**What is required:** Quote the stretch from "Sarcopenia, a major" through "the highest importance." in the background on sarcopenia.

**Supplied passage:**
Background

Sarcopenia, a major geriatric disorder that presents with symptoms, such as loss of muscle mass and strength [1], and involves a histological reduction in muscle fiber size and number. There are two types of sarcopenia: primary sarcopenia that is solely due to unexplained aging, and secondary sarcopenia that is caused by one or more factors associated with chronic disease, nutrition, and physical activity. Since its prevalence increases with age, sarcopenia affects 26.8% of men and 22.6% of women over 64 years of age [2]. Sarcopenia involves muscle atrophy and carries a high mortality rate [3, 4]. Therefore, understanding its clinical development to be able to increase patient’s quality of life is of the highest importance.

In humans, a recent statement defined sarcopenia as having four aspects: walking speed of < 1 m/sec, walking distance of < 400 m during a six-minute walk test, a lean appendicular mass, corrected for height squared of 2 standard deviations or more below the mean of healthy persons between 20 and 30 years of age of the same ethnic group [5]. Some studies reported on an experimental sarcopenia model, but there is a lack of consensus regarding using a rodent model. Aged animals, accelerated senescence, unloading and immobilization have been recognized as sarcopenia models [1]. Muscle atrophy due to disuse has been proposed to develop into sarcopenia [6]. However, an effective therapy for sarcopenia has not yet been identified. Creating a simple animal experimental model of sarcopenia, other than aging, is essential for studying the prevention of diseases caused by sarcopenia. Since hypoactivity and metabolic syndrome are highly associated with sarcopenia [7, 8], this study aimed to examine a suitable experimental model in rats based on the association of hypoactivity and metabolism with sarcopenia. Metabolic syndrome can lead to type 2 diabetes mellitus (DM), which induces insulin resistance, hypertension, and other conditions. In addition, DM and insulin resistance cause low skeletal muscle mass and muscle weakness [9, 10]. Spontaneously hypertensive rats (SHR) are widely used in hypertension and insulin-resistance models [11]. For those reasons, we selected SHR for our metabolic model. In addition, rats with tail suspension (TS) were used to represent a low activity model, which involves decreased hind limb function by tail suspension. Low activity models involve candidates being maintained in limited activity, such as unloading (removal of weight) and immobilization (to reduce muscle mass). Previous unloading models attenuated the hind limb contraction using various techniques, such as using a body harness, surgical pin or TS [12]. These hind limb unloading models are widely used to understand osteopenia and muscle atrophy. TS, in particular, is a non-invasive and simple method. Therefore, in this experiment, we compared TS and SHR with control rats, to determine whether they exhibited skeletal muscle loss.

**Exercise data:**
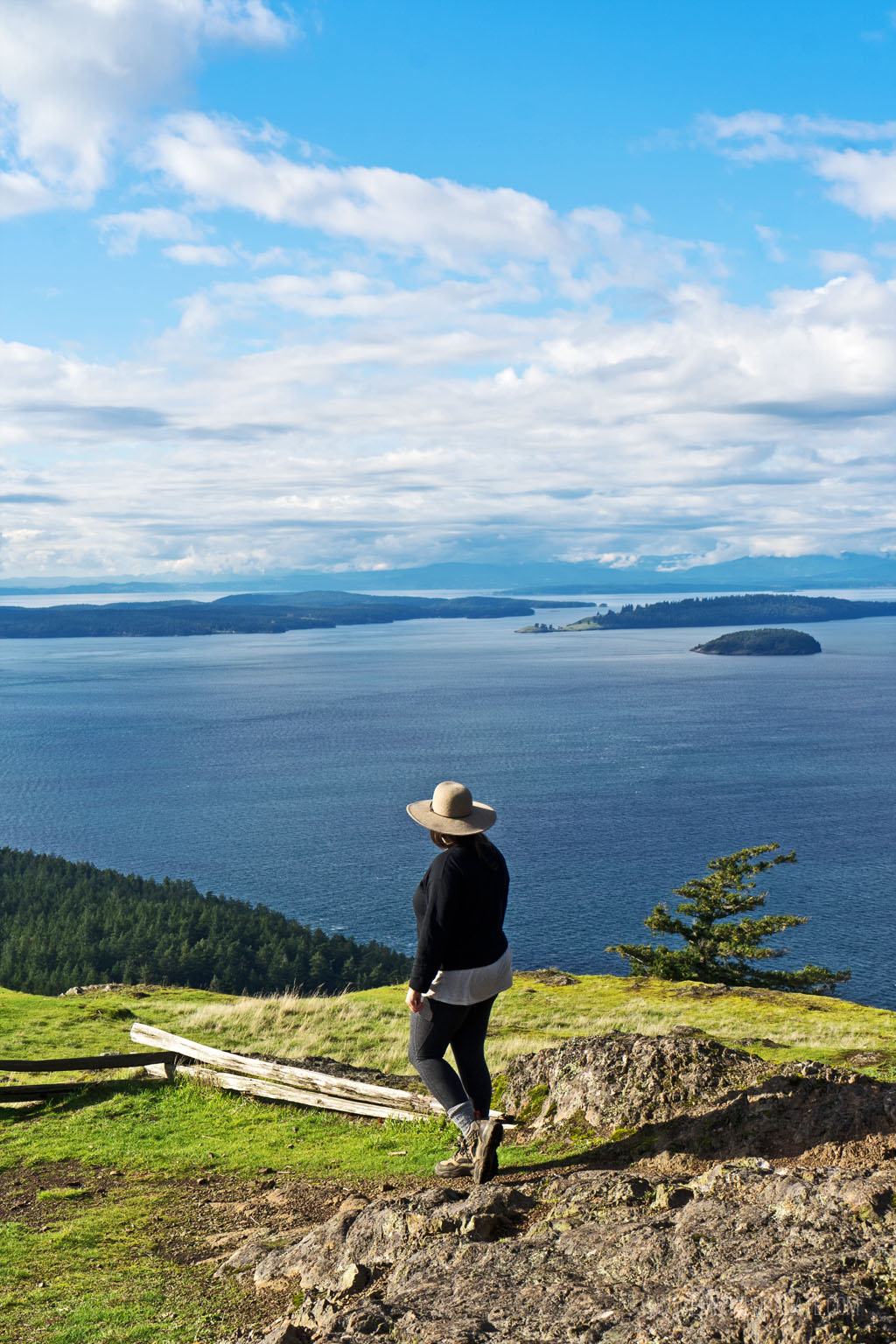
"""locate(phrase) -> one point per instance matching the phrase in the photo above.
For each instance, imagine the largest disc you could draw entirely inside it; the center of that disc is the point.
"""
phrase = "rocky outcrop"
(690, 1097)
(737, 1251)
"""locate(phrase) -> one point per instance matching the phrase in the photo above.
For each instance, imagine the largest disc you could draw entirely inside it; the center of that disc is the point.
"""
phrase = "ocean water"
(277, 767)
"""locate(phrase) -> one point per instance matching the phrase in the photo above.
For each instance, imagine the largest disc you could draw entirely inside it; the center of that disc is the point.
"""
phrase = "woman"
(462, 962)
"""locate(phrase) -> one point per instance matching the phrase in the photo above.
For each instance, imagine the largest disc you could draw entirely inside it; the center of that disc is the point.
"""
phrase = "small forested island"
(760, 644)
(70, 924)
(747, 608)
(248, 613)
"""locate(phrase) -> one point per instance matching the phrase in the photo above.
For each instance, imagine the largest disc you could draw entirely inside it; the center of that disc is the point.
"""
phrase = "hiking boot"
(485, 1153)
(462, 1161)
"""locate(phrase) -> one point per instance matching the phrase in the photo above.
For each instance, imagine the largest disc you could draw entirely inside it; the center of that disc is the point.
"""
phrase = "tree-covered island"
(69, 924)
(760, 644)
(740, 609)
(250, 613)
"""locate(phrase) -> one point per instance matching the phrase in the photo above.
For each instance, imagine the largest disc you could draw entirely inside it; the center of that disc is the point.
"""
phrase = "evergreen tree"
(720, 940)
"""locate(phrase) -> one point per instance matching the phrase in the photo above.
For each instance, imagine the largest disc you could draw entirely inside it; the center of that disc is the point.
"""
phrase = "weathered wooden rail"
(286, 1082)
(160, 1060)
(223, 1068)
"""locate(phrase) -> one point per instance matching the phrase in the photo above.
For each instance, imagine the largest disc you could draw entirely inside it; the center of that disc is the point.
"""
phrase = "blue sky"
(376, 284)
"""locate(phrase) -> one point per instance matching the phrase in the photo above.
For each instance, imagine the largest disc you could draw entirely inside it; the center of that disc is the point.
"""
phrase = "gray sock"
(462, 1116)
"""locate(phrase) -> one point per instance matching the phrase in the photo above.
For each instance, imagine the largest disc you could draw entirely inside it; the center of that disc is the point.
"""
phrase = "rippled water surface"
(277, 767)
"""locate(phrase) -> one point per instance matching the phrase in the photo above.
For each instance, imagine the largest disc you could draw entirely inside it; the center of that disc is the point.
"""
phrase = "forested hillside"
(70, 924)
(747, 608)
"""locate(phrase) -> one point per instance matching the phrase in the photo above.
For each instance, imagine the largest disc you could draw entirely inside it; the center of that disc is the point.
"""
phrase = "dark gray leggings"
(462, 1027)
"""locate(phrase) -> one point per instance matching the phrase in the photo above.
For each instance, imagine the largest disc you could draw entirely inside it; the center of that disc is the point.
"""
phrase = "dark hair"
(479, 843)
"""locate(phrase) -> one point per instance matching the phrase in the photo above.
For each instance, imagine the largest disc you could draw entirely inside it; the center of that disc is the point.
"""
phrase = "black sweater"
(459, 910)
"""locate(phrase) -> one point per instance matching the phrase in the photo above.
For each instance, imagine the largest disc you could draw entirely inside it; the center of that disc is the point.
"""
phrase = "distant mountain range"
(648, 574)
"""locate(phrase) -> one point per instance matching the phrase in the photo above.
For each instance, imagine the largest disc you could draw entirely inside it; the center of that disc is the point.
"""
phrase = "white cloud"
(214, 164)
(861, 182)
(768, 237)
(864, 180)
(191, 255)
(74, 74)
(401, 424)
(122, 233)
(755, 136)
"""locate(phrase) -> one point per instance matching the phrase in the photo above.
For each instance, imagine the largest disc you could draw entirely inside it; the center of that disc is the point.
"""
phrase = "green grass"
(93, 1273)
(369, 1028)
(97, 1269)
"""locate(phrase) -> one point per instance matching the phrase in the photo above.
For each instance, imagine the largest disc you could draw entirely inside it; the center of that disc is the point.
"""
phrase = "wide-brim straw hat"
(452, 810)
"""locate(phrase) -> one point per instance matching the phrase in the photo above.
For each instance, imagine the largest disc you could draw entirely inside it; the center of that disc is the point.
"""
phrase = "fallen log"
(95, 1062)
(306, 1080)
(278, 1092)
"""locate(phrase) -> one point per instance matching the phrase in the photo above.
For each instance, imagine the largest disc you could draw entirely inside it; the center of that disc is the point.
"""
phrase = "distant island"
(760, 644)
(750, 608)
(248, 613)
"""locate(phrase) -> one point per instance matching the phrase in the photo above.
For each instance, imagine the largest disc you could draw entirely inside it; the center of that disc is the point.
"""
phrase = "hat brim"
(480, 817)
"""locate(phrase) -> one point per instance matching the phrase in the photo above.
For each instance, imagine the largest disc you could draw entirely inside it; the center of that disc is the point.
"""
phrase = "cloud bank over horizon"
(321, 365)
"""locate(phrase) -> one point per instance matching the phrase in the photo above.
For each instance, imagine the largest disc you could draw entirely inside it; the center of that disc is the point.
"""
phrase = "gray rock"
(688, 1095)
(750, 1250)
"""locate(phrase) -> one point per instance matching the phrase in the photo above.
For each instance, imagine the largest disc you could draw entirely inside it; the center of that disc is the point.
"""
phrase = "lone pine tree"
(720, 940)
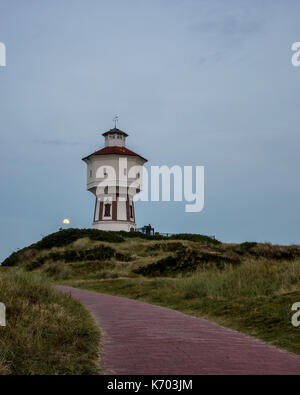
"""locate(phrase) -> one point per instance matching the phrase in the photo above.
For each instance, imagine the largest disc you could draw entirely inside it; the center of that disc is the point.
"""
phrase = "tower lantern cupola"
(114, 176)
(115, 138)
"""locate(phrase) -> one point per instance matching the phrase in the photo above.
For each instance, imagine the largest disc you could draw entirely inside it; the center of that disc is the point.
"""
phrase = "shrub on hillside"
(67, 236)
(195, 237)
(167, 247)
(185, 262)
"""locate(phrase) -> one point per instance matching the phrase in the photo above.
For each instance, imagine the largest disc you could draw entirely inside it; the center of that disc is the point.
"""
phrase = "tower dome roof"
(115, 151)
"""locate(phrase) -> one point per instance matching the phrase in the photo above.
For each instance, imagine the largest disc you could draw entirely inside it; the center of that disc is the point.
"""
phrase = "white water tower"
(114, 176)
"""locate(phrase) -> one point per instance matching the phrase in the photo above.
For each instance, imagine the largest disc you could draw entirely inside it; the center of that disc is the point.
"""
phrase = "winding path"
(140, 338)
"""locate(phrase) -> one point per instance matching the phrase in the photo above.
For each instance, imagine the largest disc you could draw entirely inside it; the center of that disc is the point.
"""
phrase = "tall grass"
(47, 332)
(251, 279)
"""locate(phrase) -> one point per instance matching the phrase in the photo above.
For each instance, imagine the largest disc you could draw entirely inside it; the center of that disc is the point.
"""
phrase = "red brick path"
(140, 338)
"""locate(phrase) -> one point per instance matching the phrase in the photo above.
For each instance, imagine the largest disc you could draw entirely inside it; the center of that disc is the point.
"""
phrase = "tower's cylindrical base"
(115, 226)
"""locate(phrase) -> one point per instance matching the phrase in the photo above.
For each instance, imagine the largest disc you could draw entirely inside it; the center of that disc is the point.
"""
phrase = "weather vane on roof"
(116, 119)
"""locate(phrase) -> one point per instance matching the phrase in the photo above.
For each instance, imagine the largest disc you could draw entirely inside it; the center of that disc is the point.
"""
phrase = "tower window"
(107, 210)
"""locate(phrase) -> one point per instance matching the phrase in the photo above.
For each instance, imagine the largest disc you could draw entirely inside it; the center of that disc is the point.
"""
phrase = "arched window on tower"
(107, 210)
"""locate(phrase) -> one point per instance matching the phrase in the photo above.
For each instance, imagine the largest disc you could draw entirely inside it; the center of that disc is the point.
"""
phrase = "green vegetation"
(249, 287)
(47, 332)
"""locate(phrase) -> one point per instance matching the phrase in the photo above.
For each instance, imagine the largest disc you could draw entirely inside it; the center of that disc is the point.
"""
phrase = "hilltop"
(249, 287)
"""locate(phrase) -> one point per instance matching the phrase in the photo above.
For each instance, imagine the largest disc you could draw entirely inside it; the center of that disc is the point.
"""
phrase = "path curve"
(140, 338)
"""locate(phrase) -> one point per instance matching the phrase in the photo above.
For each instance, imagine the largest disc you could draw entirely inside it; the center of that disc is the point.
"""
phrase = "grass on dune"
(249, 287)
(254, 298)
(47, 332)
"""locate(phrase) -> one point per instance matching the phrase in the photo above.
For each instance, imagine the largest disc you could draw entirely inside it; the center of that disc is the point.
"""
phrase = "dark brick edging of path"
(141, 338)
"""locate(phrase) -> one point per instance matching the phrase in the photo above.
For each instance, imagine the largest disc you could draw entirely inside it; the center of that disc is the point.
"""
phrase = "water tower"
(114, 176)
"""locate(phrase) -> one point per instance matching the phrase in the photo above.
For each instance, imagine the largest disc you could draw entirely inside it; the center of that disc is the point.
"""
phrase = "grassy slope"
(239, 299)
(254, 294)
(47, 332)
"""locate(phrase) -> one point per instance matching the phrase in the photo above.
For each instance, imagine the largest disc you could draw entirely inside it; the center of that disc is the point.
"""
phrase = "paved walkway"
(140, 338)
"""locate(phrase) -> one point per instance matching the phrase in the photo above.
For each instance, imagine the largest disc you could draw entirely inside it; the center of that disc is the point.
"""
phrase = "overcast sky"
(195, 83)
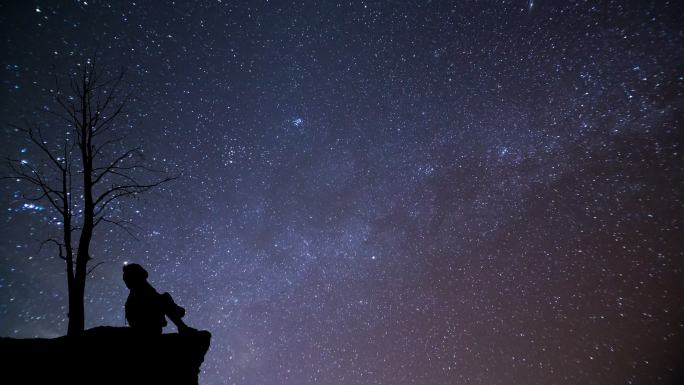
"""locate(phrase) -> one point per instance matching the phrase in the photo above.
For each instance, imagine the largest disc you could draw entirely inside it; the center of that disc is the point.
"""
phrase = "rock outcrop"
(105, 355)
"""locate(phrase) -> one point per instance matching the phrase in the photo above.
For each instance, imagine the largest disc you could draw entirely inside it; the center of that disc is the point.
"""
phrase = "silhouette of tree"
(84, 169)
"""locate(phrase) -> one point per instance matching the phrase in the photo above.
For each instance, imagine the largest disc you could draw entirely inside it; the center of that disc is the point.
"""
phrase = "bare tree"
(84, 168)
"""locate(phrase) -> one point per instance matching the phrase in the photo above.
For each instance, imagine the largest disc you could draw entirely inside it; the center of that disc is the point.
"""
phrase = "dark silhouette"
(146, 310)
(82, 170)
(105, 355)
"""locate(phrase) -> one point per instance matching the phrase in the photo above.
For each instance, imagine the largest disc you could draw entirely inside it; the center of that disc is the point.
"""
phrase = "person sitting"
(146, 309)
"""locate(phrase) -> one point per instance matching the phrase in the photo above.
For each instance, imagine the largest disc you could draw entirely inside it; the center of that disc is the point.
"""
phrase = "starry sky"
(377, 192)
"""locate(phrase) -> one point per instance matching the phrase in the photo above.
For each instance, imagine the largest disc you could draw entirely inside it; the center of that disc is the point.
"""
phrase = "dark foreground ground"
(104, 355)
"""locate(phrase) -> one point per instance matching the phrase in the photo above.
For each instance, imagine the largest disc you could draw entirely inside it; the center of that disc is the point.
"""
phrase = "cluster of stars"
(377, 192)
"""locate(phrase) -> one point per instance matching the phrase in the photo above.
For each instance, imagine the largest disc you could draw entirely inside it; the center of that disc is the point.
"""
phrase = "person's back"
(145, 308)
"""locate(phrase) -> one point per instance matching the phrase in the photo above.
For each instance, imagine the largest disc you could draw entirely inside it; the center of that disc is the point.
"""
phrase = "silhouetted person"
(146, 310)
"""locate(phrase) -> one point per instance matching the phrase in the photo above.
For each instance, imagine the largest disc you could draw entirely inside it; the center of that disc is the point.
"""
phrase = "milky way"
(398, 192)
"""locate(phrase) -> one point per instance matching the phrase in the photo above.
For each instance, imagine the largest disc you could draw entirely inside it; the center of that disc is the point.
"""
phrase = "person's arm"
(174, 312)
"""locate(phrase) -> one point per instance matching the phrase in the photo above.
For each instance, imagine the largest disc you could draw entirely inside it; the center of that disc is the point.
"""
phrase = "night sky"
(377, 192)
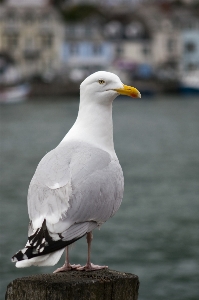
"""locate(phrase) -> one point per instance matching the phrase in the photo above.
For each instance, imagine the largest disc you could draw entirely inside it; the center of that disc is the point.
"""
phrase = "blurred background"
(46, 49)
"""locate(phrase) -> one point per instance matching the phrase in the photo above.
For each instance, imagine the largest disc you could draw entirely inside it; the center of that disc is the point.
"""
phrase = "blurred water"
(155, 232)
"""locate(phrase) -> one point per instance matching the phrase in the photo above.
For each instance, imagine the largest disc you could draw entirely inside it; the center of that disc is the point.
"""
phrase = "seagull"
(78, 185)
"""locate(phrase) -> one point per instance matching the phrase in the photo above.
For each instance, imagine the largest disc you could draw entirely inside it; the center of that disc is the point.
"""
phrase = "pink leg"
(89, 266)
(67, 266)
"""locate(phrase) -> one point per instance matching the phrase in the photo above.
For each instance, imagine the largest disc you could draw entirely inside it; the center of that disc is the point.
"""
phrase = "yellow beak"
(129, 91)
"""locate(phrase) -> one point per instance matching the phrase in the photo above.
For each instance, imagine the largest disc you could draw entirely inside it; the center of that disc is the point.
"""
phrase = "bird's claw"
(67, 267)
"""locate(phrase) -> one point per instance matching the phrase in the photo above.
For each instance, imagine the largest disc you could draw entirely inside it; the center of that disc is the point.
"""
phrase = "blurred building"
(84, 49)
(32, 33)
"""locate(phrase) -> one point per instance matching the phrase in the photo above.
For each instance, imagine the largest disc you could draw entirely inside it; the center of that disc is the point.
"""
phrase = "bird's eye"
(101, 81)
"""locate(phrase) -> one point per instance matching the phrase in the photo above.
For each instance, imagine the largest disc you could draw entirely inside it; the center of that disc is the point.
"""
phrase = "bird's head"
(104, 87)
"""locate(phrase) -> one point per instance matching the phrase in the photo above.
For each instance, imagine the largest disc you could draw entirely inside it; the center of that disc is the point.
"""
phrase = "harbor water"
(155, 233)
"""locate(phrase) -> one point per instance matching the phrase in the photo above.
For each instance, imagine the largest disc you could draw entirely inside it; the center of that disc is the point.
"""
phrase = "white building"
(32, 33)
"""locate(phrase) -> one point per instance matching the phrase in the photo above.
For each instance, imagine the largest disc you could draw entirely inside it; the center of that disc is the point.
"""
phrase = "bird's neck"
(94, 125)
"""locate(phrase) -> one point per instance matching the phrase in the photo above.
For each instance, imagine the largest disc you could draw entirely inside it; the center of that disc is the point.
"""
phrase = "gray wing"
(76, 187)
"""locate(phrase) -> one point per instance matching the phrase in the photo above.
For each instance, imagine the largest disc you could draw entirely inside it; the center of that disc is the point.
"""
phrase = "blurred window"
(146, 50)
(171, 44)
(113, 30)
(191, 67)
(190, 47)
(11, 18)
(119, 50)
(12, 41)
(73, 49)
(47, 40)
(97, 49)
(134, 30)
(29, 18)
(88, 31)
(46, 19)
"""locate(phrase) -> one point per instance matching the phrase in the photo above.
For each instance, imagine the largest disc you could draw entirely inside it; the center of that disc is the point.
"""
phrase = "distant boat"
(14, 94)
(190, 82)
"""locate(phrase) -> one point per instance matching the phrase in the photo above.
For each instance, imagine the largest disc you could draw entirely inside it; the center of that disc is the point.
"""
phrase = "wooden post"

**Your response:**
Sarcopenia, a major geriatric disorder that presents with symptoms, such as loss of muscle mass and strength [1], and involves a histological reduction in muscle fiber size and number. There are two types of sarcopenia: primary sarcopenia that is solely due to unexplained aging, and secondary sarcopenia that is caused by one or more factors associated with chronic disease, nutrition, and physical activity. Since its prevalence increases with age, sarcopenia affects 26.8% of men and 22.6% of women over 64 years of age [2]. Sarcopenia involves muscle atrophy and carries a high mortality rate [3, 4]. Therefore, understanding its clinical development to be able to increase patient’s quality of life is of the highest importance.